>> Start Text provided
My partner is asleep, else I’d have him chime in.
He’s an associate professor, and is qualified in terms of time to apply for full professorship; he’s lacking in two publications.
It’s not always the case where the associates are competing for a limited number of slots; as with gaining tenure, one goes from associate to full professor by fulfilling particular requirements set out by his or her department, and the uni or college in general.
My partner is at a 4 year college with a teaching emphasis, so his requirements are not as publishing heavy as one might find at a research-orientated institution.
Nevertheless, for him to qualify should he decide to go for full professorship, he has to have completed a certain number of years at the associate position, which, I think is 5 at his school, and at least 12 years of teaching total. He does have to have a wee bit of publishing or conference attending, committees participated on/chaired – things that demonstrate professional development.
No one at his school could go straight from PhD to full professor in a year. In addition to the publishing and professional advancement requirements, there is also a question simply of being an assistant professor for X number of years. And then X number of years to become full.
There are some exceptions; sometimes one goes backwards – for example, if you are a full professor at Uni X, and you wish to take a job at Uni Y, you might get ‘busted down’ to associate professor for a year, or maybe you can accept the job only if you agree to be an associate for a year. Also sometimes you will be offered a job at uni Y at a higher rank. Although you can be busted – one of my music profs was a full professor who finished his career as an assistant professor when it was discovered that he had not paid a single royalty for the uni choir in something like 10 years, and the school owed about $20,000 in fees and fines. In exchange for not sacking him, he agreed to go to a year to year contract as punishment. It was extremely humilitating for him, as everyone knew, but he was still too young to retire, and the fiasco too well known for any other school to hire him.
>> End Text provided
>> Start Material
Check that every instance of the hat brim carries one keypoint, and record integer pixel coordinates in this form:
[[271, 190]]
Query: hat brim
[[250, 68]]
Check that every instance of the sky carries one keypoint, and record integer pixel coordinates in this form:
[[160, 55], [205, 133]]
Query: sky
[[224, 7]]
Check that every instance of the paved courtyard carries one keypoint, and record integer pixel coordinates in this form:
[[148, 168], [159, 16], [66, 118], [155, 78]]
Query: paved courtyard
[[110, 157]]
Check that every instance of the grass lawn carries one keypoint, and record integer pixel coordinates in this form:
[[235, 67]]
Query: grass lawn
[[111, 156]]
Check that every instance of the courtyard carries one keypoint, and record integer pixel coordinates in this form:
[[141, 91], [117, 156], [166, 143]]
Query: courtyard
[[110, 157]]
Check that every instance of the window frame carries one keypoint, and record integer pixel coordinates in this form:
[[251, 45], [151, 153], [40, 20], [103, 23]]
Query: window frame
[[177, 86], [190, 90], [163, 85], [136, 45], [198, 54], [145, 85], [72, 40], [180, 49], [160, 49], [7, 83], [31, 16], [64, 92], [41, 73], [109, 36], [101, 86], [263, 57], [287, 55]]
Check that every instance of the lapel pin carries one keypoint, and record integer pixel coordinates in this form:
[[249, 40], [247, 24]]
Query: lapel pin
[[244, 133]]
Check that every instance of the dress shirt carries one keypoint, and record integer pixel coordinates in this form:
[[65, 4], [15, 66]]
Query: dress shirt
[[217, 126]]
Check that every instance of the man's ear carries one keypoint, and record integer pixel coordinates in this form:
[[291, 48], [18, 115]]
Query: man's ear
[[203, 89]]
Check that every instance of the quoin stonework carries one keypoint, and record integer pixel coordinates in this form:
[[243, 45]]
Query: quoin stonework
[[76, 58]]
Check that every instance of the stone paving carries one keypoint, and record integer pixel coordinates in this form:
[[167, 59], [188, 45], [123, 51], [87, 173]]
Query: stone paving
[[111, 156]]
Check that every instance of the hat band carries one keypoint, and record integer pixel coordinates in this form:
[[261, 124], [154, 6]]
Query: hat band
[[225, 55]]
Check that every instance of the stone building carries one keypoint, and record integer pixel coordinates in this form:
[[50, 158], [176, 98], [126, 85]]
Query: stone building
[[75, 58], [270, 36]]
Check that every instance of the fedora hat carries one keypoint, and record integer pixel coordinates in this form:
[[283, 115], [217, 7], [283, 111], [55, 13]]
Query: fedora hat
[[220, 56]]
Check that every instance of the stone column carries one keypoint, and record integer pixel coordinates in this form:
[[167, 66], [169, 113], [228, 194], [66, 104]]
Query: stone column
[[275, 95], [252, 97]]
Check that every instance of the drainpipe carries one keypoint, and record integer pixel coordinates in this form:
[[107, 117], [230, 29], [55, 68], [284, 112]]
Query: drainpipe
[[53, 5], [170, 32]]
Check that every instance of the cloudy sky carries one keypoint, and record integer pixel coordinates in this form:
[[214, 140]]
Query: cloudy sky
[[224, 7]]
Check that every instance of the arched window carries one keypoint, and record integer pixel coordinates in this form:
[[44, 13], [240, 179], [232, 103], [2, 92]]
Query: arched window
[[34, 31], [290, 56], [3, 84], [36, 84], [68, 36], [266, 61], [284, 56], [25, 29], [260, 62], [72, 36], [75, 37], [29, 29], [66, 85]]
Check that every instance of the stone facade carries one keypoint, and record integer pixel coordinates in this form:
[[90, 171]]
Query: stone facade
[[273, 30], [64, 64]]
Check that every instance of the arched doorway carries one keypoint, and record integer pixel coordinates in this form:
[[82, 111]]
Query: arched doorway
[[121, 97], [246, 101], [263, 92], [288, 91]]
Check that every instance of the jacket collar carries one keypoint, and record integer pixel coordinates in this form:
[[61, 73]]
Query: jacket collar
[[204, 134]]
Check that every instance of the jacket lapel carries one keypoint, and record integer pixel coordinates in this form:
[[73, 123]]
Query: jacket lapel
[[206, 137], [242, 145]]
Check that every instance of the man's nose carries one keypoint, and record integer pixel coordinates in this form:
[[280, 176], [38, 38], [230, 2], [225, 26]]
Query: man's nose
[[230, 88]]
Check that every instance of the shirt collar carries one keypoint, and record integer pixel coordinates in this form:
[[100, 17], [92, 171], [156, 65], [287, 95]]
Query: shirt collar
>> End Material
Directives:
(1) Reproduce the passage on professor ranks word for word, starting with "Nevertheless, for him" and going on through "to become full.".
(2) Go on with the passage on professor ranks from its last sentence.
The items are separate from the passage on professor ranks.

Results in order:
(1)
Nevertheless, for him to qualify should he decide to go for full professorship, he has to have completed a certain number of years at the associate position, which, I think is 5 at his school, and at least 12 years of teaching total. He does have to have a wee bit of publishing or conference attending, committees participated on/chaired – things that demonstrate professional development.
No one at his school could go straight from PhD to full professor in a year. In addition to the publishing and professional advancement requirements, there is also a question simply of being an assistant professor for X number of years. And then X number of years to become full.

(2)
Some professors never apply for full professorship, so it’s not a matter of ‘not making the grade’ – it depends on your own motivation and not all schools have a limited number of slots. His school allows as many full professors who want to be and who qualify. Also, to go to full professor, the committee isn’t all full professors, but tenured professors (so it can be your peers. At his school, there has to be at least one full professor).
At his school, it’s more than one level of judgement – it starts with departmental committee, then department chairman, then the dean, then there is usually someone between the dean and president, like the provost or VP, then the president, then the board of trustees/visitors, etc.
I have no idea how he got through; apparently none of them have ever met him, I suppose.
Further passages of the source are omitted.